## [Job]
Please pull every line from the records below and reproduce each one word for word.

[Extracted data entries]
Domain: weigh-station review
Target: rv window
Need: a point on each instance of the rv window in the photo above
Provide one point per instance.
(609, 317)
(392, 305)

## [Solution for this exercise]
Domain: weigh-station review
Target: rv window
Need: a point on each instance of the rv window in the photo above
Provide one point per instance.
(609, 317)
(392, 305)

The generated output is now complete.